## begin Records provided

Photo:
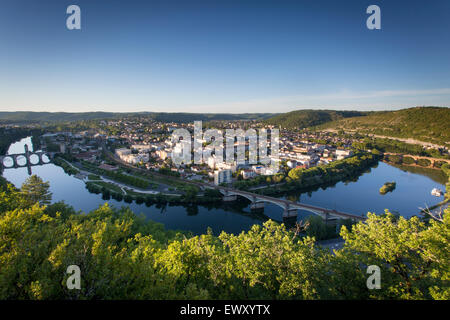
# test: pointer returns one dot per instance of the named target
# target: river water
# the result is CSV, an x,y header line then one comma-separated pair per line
x,y
358,197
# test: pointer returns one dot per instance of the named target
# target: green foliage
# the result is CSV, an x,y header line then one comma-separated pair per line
x,y
428,124
123,256
388,187
70,170
35,190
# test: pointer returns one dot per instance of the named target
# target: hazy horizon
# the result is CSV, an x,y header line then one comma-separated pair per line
x,y
223,56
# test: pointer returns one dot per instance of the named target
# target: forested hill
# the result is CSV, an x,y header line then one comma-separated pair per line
x,y
52,117
308,118
429,124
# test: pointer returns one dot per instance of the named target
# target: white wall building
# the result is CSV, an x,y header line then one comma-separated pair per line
x,y
222,176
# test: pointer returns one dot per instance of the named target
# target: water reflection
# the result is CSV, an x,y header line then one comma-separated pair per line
x,y
358,195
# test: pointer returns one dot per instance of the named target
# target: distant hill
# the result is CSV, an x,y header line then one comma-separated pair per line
x,y
309,118
52,117
429,124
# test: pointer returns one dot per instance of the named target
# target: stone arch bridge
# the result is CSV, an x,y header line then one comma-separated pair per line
x,y
14,160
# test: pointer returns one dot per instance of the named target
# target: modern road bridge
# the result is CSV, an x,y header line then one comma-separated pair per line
x,y
290,207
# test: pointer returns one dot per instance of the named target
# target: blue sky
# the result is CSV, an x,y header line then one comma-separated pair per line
x,y
223,56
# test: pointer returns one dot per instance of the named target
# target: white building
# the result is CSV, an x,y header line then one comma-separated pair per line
x,y
222,176
342,154
122,152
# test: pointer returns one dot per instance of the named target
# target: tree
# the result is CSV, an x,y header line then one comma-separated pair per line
x,y
34,189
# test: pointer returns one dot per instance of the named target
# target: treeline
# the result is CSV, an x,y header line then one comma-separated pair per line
x,y
65,166
301,178
422,123
307,118
190,196
395,146
117,176
123,256
11,135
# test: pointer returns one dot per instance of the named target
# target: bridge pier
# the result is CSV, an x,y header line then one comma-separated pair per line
x,y
257,205
228,198
287,213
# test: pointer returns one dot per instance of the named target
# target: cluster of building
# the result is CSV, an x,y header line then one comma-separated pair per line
x,y
147,143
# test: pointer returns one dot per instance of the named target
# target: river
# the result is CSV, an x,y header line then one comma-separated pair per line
x,y
359,196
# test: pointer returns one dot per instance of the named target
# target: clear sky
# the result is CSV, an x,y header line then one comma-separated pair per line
x,y
223,55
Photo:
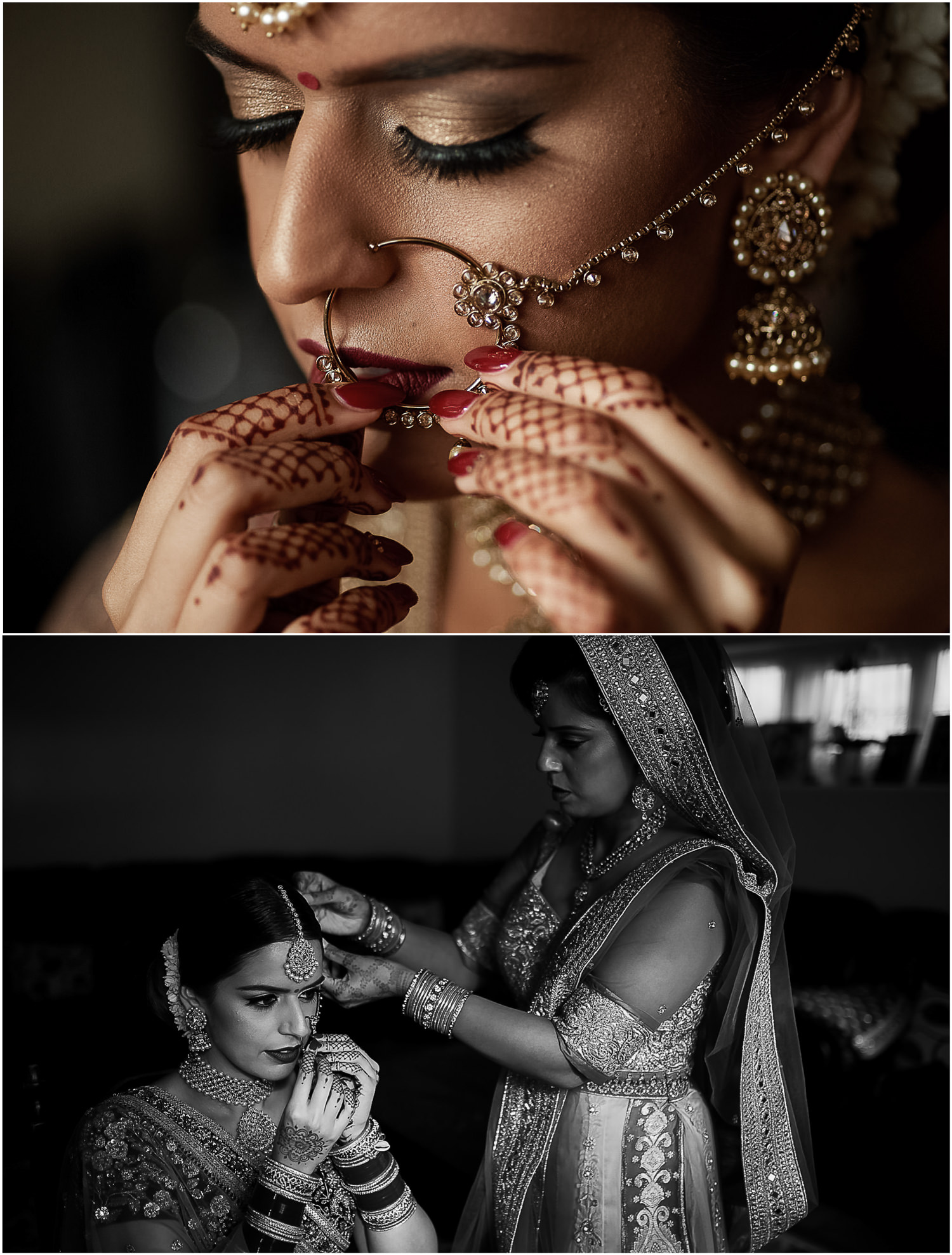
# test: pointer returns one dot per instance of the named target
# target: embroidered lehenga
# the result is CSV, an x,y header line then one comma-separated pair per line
x,y
147,1172
634,1159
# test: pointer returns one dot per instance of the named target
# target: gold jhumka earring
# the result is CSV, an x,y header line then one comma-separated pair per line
x,y
782,227
773,237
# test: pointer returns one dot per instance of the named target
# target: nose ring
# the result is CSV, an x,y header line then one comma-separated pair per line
x,y
487,295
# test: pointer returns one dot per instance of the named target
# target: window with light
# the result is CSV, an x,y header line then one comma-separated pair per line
x,y
869,703
764,687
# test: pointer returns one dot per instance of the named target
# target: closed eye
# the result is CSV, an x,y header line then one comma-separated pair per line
x,y
242,136
491,156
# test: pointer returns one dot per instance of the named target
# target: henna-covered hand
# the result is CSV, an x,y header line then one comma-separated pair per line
x,y
349,1063
354,979
339,910
191,561
650,521
314,1120
296,1145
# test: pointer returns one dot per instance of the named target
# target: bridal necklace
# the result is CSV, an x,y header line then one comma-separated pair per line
x,y
256,1130
652,820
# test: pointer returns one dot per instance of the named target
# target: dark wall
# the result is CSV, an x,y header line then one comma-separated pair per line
x,y
199,748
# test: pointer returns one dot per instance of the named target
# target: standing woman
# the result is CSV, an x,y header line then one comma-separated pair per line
x,y
651,1044
263,1140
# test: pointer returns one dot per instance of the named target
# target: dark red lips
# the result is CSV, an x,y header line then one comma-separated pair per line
x,y
414,378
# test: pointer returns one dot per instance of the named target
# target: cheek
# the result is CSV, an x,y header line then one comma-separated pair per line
x,y
261,186
241,1026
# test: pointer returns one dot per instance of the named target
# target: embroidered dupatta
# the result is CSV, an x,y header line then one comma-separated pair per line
x,y
706,760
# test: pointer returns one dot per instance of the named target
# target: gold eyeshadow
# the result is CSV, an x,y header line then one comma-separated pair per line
x,y
254,97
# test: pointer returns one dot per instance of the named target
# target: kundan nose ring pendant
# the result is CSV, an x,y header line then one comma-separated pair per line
x,y
486,295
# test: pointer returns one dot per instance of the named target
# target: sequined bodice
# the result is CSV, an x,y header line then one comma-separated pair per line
x,y
525,934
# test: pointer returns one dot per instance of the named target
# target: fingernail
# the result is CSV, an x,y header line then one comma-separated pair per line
x,y
510,534
403,593
368,395
491,357
388,490
392,550
451,403
465,462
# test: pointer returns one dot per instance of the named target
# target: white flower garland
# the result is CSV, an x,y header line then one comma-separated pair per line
x,y
173,981
906,73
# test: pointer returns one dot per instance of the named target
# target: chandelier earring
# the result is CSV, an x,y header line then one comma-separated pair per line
x,y
313,1019
781,230
644,800
197,1031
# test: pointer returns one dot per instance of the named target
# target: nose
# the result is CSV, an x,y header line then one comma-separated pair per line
x,y
309,222
547,762
295,1022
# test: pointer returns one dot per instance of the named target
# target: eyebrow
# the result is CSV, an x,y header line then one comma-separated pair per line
x,y
279,989
453,60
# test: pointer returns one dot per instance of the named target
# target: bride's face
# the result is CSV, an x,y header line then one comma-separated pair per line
x,y
585,760
529,135
258,1018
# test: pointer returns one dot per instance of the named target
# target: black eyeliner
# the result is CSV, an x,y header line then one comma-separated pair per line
x,y
482,157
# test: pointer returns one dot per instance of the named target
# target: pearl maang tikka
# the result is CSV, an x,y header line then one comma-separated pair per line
x,y
491,295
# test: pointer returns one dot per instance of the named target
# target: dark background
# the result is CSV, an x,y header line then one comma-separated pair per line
x,y
131,303
141,771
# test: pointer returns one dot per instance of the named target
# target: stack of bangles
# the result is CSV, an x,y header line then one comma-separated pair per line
x,y
384,933
275,1215
274,1220
373,1176
433,1002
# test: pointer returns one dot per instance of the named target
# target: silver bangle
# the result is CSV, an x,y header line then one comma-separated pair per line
x,y
390,1216
390,1172
385,931
274,1228
289,1183
364,1148
434,1003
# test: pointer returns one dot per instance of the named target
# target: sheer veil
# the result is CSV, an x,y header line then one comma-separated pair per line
x,y
689,724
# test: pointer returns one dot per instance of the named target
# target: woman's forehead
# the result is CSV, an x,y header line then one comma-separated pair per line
x,y
385,34
561,710
266,967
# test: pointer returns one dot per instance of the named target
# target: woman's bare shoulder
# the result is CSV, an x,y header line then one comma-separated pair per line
x,y
883,566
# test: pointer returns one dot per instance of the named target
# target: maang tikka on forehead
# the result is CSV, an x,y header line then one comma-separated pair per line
x,y
491,295
301,962
538,700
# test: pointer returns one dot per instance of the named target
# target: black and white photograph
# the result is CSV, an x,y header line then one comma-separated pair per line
x,y
666,974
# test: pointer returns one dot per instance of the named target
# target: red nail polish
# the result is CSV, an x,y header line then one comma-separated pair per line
x,y
368,395
393,550
462,463
510,534
451,403
491,357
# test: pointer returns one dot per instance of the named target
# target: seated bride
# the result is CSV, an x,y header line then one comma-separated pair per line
x,y
263,1140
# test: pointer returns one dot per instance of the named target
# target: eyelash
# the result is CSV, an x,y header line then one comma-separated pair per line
x,y
491,156
267,1000
468,161
241,136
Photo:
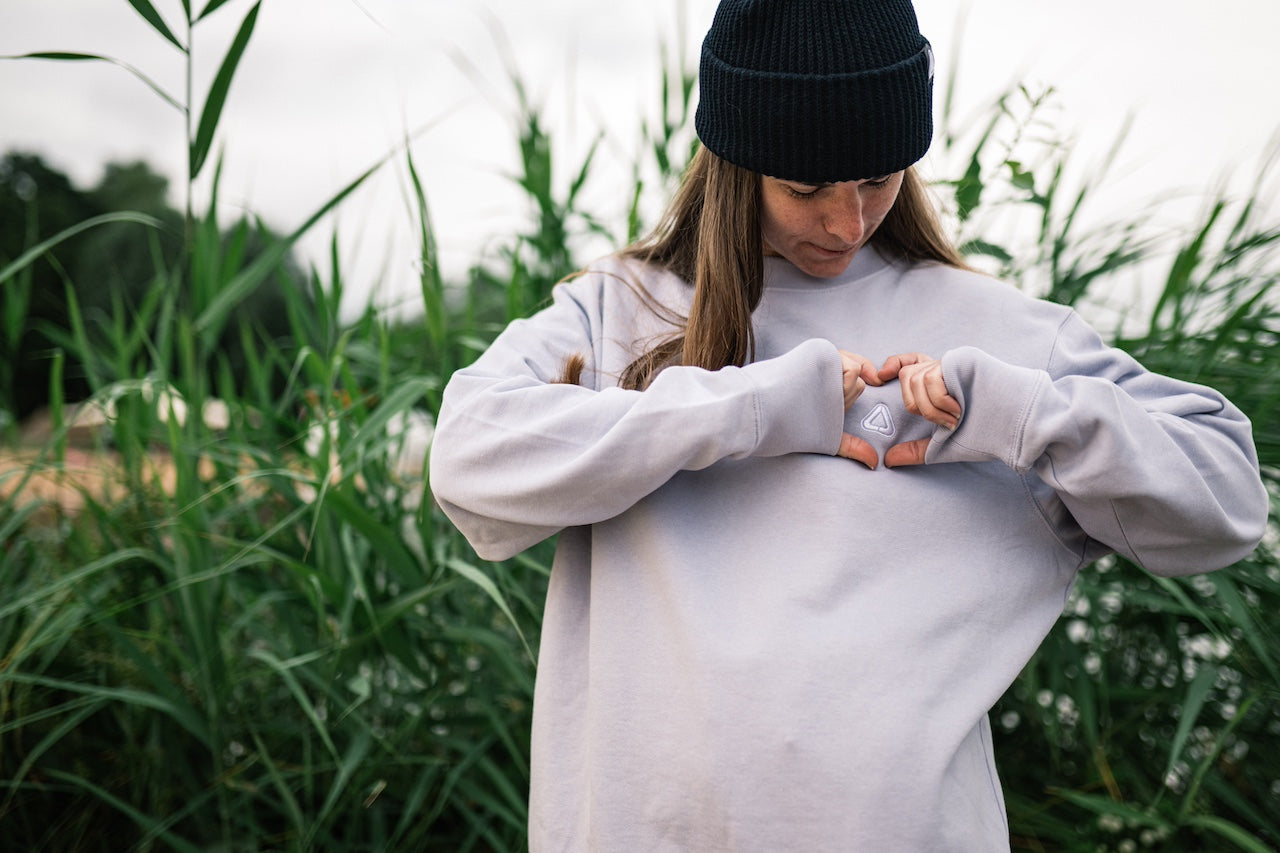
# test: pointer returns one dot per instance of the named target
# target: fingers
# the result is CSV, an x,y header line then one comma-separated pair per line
x,y
906,454
924,392
856,373
858,450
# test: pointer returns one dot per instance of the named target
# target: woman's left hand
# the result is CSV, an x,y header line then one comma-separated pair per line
x,y
924,393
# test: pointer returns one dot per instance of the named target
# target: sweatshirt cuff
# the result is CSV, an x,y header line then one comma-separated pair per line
x,y
996,400
799,401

## end Records provided

**Exercise**
List every line of the entries above that contains the word "tikka".

**Task solution**
# target: pearl maang tikka
# target: maang tikka on forehead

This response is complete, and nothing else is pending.